=== Exercise requirements ===
Copy every entry below verbatim, except for images.

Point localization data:
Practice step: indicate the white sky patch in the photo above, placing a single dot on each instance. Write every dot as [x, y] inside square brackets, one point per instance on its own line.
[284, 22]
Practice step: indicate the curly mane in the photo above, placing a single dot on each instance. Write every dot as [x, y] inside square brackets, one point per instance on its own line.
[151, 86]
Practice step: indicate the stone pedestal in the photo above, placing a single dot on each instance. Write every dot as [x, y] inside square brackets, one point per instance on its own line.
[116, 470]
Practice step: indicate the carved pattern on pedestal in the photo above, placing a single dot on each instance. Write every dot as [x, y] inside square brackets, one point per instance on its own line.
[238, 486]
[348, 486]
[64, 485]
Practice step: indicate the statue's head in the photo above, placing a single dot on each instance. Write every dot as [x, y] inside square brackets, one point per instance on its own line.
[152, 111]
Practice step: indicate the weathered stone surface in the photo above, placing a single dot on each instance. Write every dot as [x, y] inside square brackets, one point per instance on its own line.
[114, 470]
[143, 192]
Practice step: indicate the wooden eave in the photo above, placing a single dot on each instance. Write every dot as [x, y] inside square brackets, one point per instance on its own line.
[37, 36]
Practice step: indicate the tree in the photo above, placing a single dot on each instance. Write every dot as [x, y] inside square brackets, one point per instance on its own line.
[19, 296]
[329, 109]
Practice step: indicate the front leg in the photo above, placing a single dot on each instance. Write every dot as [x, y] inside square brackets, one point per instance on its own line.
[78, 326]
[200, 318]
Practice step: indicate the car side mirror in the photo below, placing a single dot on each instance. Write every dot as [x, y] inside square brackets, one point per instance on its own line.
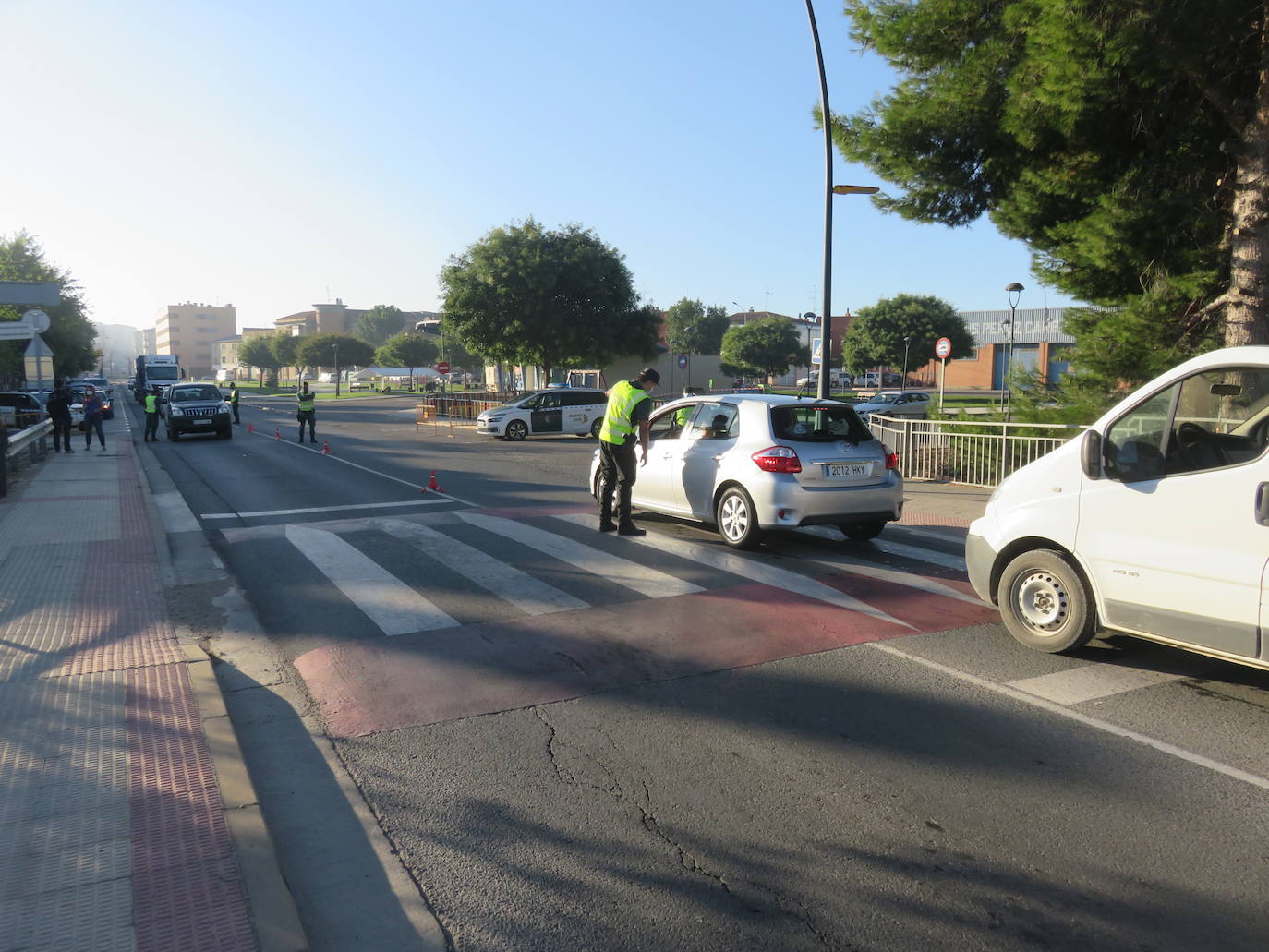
[1090, 454]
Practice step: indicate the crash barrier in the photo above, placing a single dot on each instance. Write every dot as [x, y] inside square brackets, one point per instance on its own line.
[33, 440]
[969, 452]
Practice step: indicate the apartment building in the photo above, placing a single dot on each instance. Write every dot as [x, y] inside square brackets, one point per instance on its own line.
[192, 331]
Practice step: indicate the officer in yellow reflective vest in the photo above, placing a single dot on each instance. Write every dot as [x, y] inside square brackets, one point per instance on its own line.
[628, 407]
[306, 413]
[151, 416]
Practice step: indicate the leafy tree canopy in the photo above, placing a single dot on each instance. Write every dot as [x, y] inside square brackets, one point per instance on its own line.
[407, 349]
[551, 298]
[876, 334]
[769, 346]
[379, 324]
[70, 332]
[695, 328]
[1120, 139]
[334, 351]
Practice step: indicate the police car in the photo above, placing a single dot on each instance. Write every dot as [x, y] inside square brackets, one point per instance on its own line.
[576, 410]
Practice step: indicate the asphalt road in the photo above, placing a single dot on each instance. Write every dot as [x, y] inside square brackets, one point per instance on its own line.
[749, 765]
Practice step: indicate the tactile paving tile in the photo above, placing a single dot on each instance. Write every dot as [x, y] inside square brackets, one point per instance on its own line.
[92, 918]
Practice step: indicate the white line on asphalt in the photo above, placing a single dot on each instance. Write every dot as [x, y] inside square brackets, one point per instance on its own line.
[1090, 681]
[1033, 701]
[321, 509]
[747, 569]
[363, 468]
[632, 575]
[390, 603]
[506, 582]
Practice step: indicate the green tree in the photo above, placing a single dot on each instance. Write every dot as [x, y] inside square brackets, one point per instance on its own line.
[707, 326]
[876, 334]
[379, 324]
[551, 298]
[70, 332]
[406, 349]
[334, 351]
[1103, 135]
[285, 348]
[257, 352]
[767, 346]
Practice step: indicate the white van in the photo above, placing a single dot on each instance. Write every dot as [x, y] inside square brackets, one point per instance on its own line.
[1154, 524]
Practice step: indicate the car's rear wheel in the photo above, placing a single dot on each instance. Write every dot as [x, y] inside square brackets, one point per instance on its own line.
[1045, 602]
[864, 531]
[736, 519]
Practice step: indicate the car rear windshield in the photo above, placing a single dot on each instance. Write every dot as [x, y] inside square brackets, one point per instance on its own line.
[818, 423]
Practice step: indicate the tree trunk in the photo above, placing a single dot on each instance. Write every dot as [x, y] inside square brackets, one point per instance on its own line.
[1245, 316]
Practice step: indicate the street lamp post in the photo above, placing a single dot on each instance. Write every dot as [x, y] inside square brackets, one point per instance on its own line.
[828, 190]
[1015, 291]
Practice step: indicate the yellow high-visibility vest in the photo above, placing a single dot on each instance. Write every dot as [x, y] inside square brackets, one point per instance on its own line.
[617, 416]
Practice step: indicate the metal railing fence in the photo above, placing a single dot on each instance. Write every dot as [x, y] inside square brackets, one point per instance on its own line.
[967, 451]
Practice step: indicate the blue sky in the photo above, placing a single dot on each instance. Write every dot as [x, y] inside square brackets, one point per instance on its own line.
[284, 154]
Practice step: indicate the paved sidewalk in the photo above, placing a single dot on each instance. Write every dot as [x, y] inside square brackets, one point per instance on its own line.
[113, 833]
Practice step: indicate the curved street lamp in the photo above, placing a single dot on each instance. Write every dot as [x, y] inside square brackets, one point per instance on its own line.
[1015, 291]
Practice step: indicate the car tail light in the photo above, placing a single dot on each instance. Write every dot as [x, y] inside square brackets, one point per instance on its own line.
[777, 460]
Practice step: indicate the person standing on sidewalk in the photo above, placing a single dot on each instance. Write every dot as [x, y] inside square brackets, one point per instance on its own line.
[60, 413]
[152, 416]
[92, 410]
[306, 413]
[627, 412]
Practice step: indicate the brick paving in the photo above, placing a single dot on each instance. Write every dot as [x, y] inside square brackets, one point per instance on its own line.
[112, 827]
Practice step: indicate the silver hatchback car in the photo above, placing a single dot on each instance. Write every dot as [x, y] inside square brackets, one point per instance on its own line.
[754, 463]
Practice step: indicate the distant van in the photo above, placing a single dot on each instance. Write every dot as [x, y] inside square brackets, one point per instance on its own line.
[1154, 524]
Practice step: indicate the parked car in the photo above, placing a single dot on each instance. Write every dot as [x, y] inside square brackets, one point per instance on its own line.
[194, 407]
[1154, 524]
[577, 410]
[895, 403]
[754, 463]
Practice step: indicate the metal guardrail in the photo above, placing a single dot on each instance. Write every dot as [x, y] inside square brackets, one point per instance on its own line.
[970, 452]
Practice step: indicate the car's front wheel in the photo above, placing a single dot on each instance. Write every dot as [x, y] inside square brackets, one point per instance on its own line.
[1045, 602]
[736, 519]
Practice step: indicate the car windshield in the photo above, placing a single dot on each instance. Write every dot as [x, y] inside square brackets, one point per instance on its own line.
[818, 423]
[196, 393]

=== Answer for the task ===
Practice step: indicate the white sky patch in the photo above, placing a single dot on each instance. Write every dot as [x, y] inside square brackets, one point per instance on its own line.
[284, 22]
Practice step: indicate the curly mane in the photo above, placing a single dot on each instance. Write every dot as [x, y] inside square brackets, one point per instance on its own line.
[151, 86]
Practice step: indicate the stone pedestal in the photo above, placing a single dot on each instance. Write every dot as [x, y] inside square brackets, one point per instance on its own line.
[116, 470]
Practice step: indicate the carved pattern on pedestal in the photo above, placing a single dot on each instance. Write every dot as [x, y] inside square brackets, one point per instance on its own line.
[238, 486]
[348, 486]
[64, 485]
Practice step: indicate the statue's head in the photo above, placing a single dot on each instance. Write every dot as [x, y] inside square brackets, one point per instance on its own line.
[152, 111]
Practice step: indicate the weathered stone surface in the photo above, placing a single dot on each instance. Write every dot as [x, y] inside square brackets, one point per instance on its own line.
[114, 470]
[143, 192]
Practice step: indicate the wooden eave in the photo above, placing a single dot on each instance. Write every dot as [x, y] inside square brackets, one point per instance on its own line.
[37, 36]
Practice step: indicate the tree in the photo above, placing a single dot on each instance. Write every dot as [x, y] inside square brackets, one point per instance on its own line.
[19, 296]
[329, 109]
Practice step: indicate the front leg in the photo above, placing a single dot on each instance. Write every dot as [x, y] inside square brackets, one point per instance on its own line.
[78, 326]
[200, 318]
Practice step: indicate the car side mirror in the photo below, placing a single dot on each instance. Write every dot as [x, y] inside square brackets, one point per instance on its own line.
[1090, 454]
Practice step: indicate the crash barrier in the photo above, placing a single dot on each instance. Write every dot as [x, y] inside square brackets, one point per instance on its own line.
[33, 440]
[969, 452]
Practice step: indicate the apartment building in the photo above, placing a single dot on each instance. Write every dot as [x, y] inside square brackets, one point per instance on its own line.
[192, 331]
Practice step: indicate the officer in yellow reflective vest in the photo above, placing a single dot on each instance. Write every dot as [x, y] inside square brackets, one point per instance on its own line.
[628, 407]
[306, 413]
[151, 416]
Practice step: indicate the leafy tree canopy in the photo above, placing a single dot on each instance. Write every dot as [x, y] inside square brackets, one point per instance on its own line.
[407, 349]
[551, 298]
[876, 334]
[769, 346]
[379, 324]
[70, 332]
[695, 328]
[1120, 139]
[334, 351]
Practice step: indicate the police car in the photo above, placing a single dot on each instance. Write every dot as [x, y] inside square brackets, one point per instance on its own line.
[576, 410]
Practice step: indicate the asphalt road in the photo above, placing a single dot on each instance. Write every dot as [x, y] inside square brackets, one point per instance on its own line.
[749, 765]
Practice step: indicate the tactile paving tile in the photo above, placing a single dot on each instance. Write every dot as [x, y] inside square brackets, one point per instance on its own line.
[92, 918]
Practice step: indicate the white line on asphalt in the photo above, placing a single dot on each instance. Write every dot as [x, y] inside square brackets, one point per instance on its own line.
[1090, 681]
[1033, 701]
[321, 509]
[747, 569]
[363, 468]
[632, 575]
[390, 603]
[506, 582]
Practice step: indicate the green tree in the photo above, placing a single dot on each instance. Write every dot as [x, y] inside square brackets, one point per instance on its own line.
[707, 326]
[876, 334]
[379, 324]
[551, 298]
[70, 332]
[406, 349]
[334, 351]
[1103, 135]
[285, 348]
[257, 352]
[767, 346]
Practice step: indicate the white van in the photo above, placing a single dot on each instance. Write every dot as [x, y] inside square brackets, one point per instance on its own line.
[1154, 524]
Practice step: indicate the car's rear wheel in the photo above, placing a single dot on each instance. Write every dot as [x, y] inside square brackets, one point per instance on its own line.
[1045, 602]
[864, 531]
[736, 519]
Practice step: indicate the car rear windshield in the photo above, placing a single dot on each instance. Write every dot as [x, y] inside square brackets, one point per instance on its own line.
[818, 423]
Practice step: indicate the tree trunk in the photo above, placing a single dot on each instance. Write every dot as [x, y] inside square brackets, one point per instance on its own line.
[1245, 316]
Practice step: indicate the street lamp post in the photo above, placing a single dot on each instance. Write every dot as [x, y] inside square brackets, one point per instance on its own line.
[828, 190]
[1015, 291]
Practice step: indicate the yellow high-visibility vest in the photo above, placing a single dot on each instance. Write every dot as [x, y] inside square brackets, one point per instance on its own line.
[617, 416]
Practice step: indicate the metal railing fence in the photo above, placing a single dot on each instance. Write every dot as [x, y] inside square brackets, one point per instance on its own line.
[967, 451]
Practice step: indicate the blue sky in the photo above, placing a single dot on each instance. Write every dot as [x, y] inside square brackets, one point per instance on its own line.
[284, 154]
Practice step: indicate the paved sidewalk in the photo above, placing a single dot on each instance. Write every dot as [x, y] inside square brackets, one point per instance on its own line.
[113, 833]
Practice step: indicate the curved street lamp in the photo above, placing a single dot on each instance. Write every dot as [x, y] inside square brackets, one point per instance on its own line.
[1015, 291]
Practice step: indicate the car tail light in the photo above, placing a single dot on each instance. Write every dot as [x, y] inside square brackets, one point per instance on its own line.
[777, 460]
Practice step: indicate the person standing on sidewalk in the photo above, placing a single dot on each instance. Write every dot as [x, y] inside square brackets, one point per instance on its own line.
[60, 413]
[152, 416]
[92, 410]
[306, 413]
[627, 412]
Practice step: indicate the brick paving in the photo above, placing a single dot on each instance. Write every dot as [x, y] inside square brackets, one point per instance on its own line.
[112, 827]
Practice step: indicate the silver hatchback car in the photo above, placing a single dot on each instance. Write every dot as [x, y] inside square brackets, one point per instance on its own line.
[754, 463]
Practice step: indicate the distant van in the photo above, placing a single dot on each instance. Write every dot as [x, y] inside square brackets, one point per instance on its own line.
[1154, 524]
Practice step: indicate the parked car in the photo above, placing a single dot on each instance. Write every dot as [x, y] inside square brackets, one point per instance on its own line.
[194, 407]
[1154, 524]
[577, 410]
[895, 403]
[754, 463]
Practice step: indicate the metal guardrail in the photo above, placing a single dot on each instance. Write every dot as [x, y] inside square brackets, one point per instance on its own line.
[970, 452]
Practice step: indicate the car's front wheel in the photo above, placing a single dot on each instance. Write every dot as [x, y] inside square brackets, one point per instance on its own line.
[1045, 602]
[736, 519]
Practice step: indicate the car windshield in the photo above, placing a single dot on each instance. Write every dot as [x, y] inside square brackets, one point per instance on its own line.
[818, 423]
[196, 393]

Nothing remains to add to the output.